[Stored items]
--------------------

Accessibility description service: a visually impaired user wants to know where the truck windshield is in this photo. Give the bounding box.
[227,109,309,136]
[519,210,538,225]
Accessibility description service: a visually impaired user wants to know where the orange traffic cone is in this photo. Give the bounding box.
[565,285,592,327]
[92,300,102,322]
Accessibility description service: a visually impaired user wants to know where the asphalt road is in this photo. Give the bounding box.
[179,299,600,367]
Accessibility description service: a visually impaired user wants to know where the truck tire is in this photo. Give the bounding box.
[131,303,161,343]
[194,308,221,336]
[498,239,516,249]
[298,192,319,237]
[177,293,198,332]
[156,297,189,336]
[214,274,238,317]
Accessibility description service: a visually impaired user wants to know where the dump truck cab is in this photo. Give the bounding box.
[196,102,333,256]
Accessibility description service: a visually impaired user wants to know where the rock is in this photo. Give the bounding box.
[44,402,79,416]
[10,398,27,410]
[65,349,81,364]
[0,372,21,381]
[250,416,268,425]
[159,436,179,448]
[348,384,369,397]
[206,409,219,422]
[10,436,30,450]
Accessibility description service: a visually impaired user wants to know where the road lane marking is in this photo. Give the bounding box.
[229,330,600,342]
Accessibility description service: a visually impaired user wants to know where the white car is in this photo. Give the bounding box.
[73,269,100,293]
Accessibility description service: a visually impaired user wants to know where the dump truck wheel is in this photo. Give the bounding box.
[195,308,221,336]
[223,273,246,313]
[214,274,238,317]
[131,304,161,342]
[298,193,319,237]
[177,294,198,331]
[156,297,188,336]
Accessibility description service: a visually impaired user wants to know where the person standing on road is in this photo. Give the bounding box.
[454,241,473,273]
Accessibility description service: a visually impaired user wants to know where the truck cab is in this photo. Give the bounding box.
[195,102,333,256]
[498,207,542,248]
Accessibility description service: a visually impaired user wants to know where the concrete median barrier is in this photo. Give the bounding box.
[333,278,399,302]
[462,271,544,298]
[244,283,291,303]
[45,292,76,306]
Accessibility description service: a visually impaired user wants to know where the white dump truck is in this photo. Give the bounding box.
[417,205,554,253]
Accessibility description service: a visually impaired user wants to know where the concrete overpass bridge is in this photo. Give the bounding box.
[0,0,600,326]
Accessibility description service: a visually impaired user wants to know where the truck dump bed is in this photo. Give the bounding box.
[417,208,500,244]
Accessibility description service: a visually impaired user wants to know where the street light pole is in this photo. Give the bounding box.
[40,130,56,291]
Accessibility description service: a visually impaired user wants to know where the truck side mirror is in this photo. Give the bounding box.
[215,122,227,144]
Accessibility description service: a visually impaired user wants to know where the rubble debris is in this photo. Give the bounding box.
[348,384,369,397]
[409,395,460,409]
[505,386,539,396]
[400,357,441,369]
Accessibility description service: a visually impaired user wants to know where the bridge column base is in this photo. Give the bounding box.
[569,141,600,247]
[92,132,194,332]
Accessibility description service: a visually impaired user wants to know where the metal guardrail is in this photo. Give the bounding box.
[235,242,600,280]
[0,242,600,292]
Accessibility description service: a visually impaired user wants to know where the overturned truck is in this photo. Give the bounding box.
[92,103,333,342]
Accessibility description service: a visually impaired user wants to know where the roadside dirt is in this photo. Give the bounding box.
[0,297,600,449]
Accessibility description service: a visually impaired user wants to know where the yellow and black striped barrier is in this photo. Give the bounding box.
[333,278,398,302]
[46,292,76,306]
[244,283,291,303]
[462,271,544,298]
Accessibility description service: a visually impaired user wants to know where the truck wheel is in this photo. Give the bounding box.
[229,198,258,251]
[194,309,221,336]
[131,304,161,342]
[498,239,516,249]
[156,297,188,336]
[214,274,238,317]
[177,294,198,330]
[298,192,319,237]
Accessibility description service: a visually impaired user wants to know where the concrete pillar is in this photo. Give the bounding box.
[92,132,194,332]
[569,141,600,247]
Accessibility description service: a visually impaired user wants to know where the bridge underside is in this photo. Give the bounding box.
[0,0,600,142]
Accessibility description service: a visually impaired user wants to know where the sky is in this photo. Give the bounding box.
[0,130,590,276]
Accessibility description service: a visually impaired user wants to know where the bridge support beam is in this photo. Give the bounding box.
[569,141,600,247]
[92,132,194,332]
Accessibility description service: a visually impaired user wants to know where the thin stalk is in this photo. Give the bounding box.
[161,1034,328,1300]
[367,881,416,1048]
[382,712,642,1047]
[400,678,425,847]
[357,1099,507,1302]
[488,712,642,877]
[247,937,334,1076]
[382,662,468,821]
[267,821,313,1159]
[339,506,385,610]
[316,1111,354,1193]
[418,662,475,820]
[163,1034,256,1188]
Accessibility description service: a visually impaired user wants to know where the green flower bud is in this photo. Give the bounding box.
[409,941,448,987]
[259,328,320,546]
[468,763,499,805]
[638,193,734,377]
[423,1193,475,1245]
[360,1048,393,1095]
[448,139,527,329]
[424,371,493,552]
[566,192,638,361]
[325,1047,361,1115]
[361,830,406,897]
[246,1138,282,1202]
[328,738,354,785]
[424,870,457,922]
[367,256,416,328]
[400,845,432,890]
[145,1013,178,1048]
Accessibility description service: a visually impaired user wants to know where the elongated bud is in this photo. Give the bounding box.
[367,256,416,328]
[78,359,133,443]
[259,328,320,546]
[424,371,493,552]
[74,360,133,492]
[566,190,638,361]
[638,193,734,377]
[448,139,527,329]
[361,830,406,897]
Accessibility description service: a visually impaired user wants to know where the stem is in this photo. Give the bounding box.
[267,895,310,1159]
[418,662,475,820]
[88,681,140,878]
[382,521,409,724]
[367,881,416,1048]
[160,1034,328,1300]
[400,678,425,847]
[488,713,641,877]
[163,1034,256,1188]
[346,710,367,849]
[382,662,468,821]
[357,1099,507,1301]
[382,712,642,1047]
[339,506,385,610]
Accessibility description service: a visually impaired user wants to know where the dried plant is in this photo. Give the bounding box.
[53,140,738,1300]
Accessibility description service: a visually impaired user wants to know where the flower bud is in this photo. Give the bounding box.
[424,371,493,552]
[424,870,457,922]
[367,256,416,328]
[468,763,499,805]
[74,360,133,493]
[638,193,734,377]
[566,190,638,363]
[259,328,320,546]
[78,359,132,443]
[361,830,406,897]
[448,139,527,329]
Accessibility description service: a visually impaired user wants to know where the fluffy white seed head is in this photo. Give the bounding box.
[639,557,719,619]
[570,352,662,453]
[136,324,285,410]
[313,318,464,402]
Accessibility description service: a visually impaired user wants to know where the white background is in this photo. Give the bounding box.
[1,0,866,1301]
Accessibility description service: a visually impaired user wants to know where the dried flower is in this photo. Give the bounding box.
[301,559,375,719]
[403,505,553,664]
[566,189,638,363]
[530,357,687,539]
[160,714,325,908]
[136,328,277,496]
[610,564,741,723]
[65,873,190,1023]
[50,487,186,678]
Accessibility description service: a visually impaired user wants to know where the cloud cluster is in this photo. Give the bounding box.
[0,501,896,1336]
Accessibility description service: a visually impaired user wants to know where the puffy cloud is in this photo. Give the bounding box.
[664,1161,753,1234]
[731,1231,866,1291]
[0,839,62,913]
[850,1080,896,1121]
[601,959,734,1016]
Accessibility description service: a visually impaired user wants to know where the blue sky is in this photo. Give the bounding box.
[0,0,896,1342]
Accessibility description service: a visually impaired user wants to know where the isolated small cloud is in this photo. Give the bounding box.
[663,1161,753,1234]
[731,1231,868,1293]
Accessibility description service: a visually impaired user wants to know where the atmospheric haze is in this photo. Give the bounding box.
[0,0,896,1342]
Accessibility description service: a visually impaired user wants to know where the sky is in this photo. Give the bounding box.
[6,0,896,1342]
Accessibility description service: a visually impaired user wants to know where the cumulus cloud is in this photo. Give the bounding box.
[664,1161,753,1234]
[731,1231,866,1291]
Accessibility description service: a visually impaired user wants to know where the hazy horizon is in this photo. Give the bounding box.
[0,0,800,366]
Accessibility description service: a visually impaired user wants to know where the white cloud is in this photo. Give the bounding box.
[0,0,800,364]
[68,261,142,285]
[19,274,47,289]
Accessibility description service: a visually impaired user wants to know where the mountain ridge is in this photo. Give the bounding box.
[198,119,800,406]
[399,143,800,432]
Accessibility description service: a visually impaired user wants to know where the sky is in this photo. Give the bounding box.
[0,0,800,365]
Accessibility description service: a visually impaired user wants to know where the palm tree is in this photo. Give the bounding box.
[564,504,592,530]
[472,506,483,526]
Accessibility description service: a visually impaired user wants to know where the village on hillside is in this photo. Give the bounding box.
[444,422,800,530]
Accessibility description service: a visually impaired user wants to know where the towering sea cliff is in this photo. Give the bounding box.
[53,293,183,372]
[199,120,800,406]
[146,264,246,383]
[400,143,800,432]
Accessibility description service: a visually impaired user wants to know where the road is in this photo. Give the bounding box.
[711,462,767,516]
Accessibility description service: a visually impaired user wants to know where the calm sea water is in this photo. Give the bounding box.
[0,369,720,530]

--------------------

» **REQUIREMENT**
Everything from the line containing "the white cloud" through the last line of the records must be given again exactly; leave out all other lines.

» **THE SOLUTION**
Accessibility description service: a visually impaired user wants to know where the white cloud is in this photo. Give the bounding box.
[0,0,800,364]
[68,261,142,285]
[19,274,47,289]
Accessibility description service: a visually impaired user wants to know where the mountain ridge is in this photo. Give the bounding box.
[198,119,800,406]
[399,143,800,432]
Accessibility description service: a visually impaired user wants to know where the sky is in this photo. Give the bounding box.
[0,0,800,365]
Accessibility description service: a visually impaired user wants to know where the palm tree is in this photo. Give the bounding box.
[564,504,592,530]
[472,506,483,526]
Accessibility description service: a visually impaired user wants to know where the village on hillside is in this photo. Give the bounding box.
[444,422,800,530]
Accessibility description service: a visually impaired user wants to know where the towering sea cliff is in this photo. Give the bounding box.
[53,293,183,372]
[199,120,800,406]
[146,264,246,383]
[400,143,800,432]
Accessibility description service: a visually impaired user wants to know where the road is in this photo. Give the bounding box.
[711,462,767,516]
Accessibility description service: a visually impaired user wants to know where the calm sea water is in this photo. Give the bounding box.
[0,369,720,530]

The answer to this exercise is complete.